Write out the listing exactly as it is given.

%%

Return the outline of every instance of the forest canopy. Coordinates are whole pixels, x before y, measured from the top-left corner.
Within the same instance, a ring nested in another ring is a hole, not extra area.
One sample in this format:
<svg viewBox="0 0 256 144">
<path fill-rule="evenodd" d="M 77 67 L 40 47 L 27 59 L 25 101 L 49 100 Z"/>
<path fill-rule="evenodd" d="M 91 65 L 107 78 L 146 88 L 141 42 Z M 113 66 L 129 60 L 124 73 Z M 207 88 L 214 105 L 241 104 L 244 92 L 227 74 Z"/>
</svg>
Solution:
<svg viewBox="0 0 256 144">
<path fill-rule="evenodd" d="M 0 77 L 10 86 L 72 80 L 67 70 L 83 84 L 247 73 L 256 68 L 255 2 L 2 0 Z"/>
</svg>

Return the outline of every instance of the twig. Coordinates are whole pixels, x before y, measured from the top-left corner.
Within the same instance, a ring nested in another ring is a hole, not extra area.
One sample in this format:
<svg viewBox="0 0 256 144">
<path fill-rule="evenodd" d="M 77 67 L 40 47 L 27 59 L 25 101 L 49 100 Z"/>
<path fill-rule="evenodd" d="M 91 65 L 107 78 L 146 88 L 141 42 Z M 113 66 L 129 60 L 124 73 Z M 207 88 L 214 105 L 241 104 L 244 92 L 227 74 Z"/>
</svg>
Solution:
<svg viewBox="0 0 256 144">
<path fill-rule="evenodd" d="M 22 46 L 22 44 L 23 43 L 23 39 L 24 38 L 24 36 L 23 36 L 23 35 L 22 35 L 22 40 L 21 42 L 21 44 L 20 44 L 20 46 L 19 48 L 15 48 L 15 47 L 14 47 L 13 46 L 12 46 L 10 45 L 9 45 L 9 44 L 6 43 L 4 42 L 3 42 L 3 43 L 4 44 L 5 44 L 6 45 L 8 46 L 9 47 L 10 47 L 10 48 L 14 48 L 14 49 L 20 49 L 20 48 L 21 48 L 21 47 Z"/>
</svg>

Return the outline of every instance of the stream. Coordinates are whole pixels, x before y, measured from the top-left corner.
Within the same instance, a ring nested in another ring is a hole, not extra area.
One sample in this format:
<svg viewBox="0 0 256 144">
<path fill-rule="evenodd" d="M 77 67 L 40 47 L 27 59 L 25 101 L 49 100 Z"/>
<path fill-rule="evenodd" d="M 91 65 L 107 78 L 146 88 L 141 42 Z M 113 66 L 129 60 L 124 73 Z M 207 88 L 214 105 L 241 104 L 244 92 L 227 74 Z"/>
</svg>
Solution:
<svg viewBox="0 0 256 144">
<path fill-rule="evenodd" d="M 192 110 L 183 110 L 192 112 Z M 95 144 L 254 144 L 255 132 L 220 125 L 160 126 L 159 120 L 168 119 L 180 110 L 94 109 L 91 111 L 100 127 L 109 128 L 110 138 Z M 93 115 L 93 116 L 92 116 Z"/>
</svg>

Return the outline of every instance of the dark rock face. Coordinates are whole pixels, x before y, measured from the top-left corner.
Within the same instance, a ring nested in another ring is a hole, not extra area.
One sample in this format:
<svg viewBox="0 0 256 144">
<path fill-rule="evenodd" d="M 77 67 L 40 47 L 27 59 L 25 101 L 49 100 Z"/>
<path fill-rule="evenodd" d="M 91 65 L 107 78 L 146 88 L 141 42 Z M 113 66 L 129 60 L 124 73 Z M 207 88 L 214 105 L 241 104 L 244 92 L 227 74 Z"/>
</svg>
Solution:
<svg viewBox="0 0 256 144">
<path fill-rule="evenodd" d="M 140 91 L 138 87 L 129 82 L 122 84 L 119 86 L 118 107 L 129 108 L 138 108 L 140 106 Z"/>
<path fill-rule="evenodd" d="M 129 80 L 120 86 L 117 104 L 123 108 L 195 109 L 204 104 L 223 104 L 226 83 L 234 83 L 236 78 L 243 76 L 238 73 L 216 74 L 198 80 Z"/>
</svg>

%%

OUTPUT ->
Return the outline of every instance of the forest canopy. Coordinates are whole pixels, x before y, measured from the top-left corner.
Within the same instance, a ring nested in another ring is a hole, not extra area.
One sample in this format:
<svg viewBox="0 0 256 144">
<path fill-rule="evenodd" d="M 77 67 L 40 47 L 27 59 L 25 101 L 49 100 Z"/>
<path fill-rule="evenodd" d="M 91 65 L 107 78 L 146 88 L 141 42 Z M 113 66 L 129 60 L 124 73 Z M 207 88 L 214 105 L 241 104 L 244 92 L 227 74 Z"/>
</svg>
Solution:
<svg viewBox="0 0 256 144">
<path fill-rule="evenodd" d="M 0 77 L 10 86 L 72 80 L 67 70 L 83 84 L 247 73 L 256 68 L 255 2 L 2 0 Z"/>
</svg>

Return the outline of every instance of the twig. Coordinates are whole pixels, x before y, measured from the top-left corner.
Within the same instance, a ring nested in another ring is a hole, not extra area.
One sample in this format:
<svg viewBox="0 0 256 144">
<path fill-rule="evenodd" d="M 77 67 L 40 47 L 27 59 L 25 101 L 49 100 Z"/>
<path fill-rule="evenodd" d="M 91 65 L 107 78 L 146 88 L 141 42 Z M 113 66 L 129 60 L 124 73 Z M 207 88 L 214 105 L 241 104 L 244 92 L 227 74 Z"/>
</svg>
Solution:
<svg viewBox="0 0 256 144">
<path fill-rule="evenodd" d="M 22 46 L 22 44 L 23 43 L 23 39 L 24 38 L 24 36 L 23 36 L 23 35 L 22 35 L 22 40 L 21 42 L 21 44 L 20 44 L 20 46 L 19 48 L 15 48 L 15 47 L 14 47 L 13 46 L 12 46 L 10 45 L 9 45 L 9 44 L 6 43 L 4 42 L 3 42 L 3 43 L 4 44 L 5 44 L 6 45 L 8 46 L 9 47 L 10 47 L 10 48 L 14 48 L 14 49 L 20 49 L 20 48 L 21 48 L 21 47 Z"/>
</svg>

Return the outline of every instance of the stream. Coordinates are whole pixels, x before y, measured from the top-left corner.
Within the same instance, a ring nested in another ring is a hole, not extra area.
One sample in this format:
<svg viewBox="0 0 256 144">
<path fill-rule="evenodd" d="M 77 67 L 40 47 L 27 59 L 25 101 L 49 100 Z"/>
<path fill-rule="evenodd" d="M 91 65 L 107 78 L 146 88 L 141 42 Z M 113 66 L 129 60 L 124 73 Z M 207 88 L 214 105 L 241 104 L 244 92 L 227 74 Z"/>
</svg>
Solution:
<svg viewBox="0 0 256 144">
<path fill-rule="evenodd" d="M 192 110 L 183 110 L 192 112 Z M 95 144 L 254 144 L 255 132 L 220 125 L 160 126 L 159 120 L 168 119 L 180 110 L 94 109 L 91 111 L 100 127 L 109 128 L 110 138 Z M 93 115 L 93 116 L 92 116 Z"/>
</svg>

Return the outline of every instance of the dark rock face. Coordinates are whole pixels, x before y, measured from the top-left corner.
Within the same instance, a ring nested in another ring is a hole, not extra area.
One sample in this format:
<svg viewBox="0 0 256 144">
<path fill-rule="evenodd" d="M 77 67 L 40 47 L 27 59 L 25 101 L 49 100 Z"/>
<path fill-rule="evenodd" d="M 91 65 L 107 78 L 146 88 L 141 42 Z M 113 66 L 129 60 L 124 73 Z M 207 88 L 214 105 L 241 104 L 244 92 L 227 74 Z"/>
</svg>
Solution:
<svg viewBox="0 0 256 144">
<path fill-rule="evenodd" d="M 140 91 L 138 87 L 129 82 L 122 84 L 119 86 L 118 107 L 129 108 L 138 108 L 140 106 Z"/>
<path fill-rule="evenodd" d="M 129 80 L 120 86 L 117 104 L 123 108 L 195 109 L 204 104 L 223 104 L 226 83 L 234 83 L 236 78 L 243 76 L 238 73 L 216 74 L 198 80 Z"/>
</svg>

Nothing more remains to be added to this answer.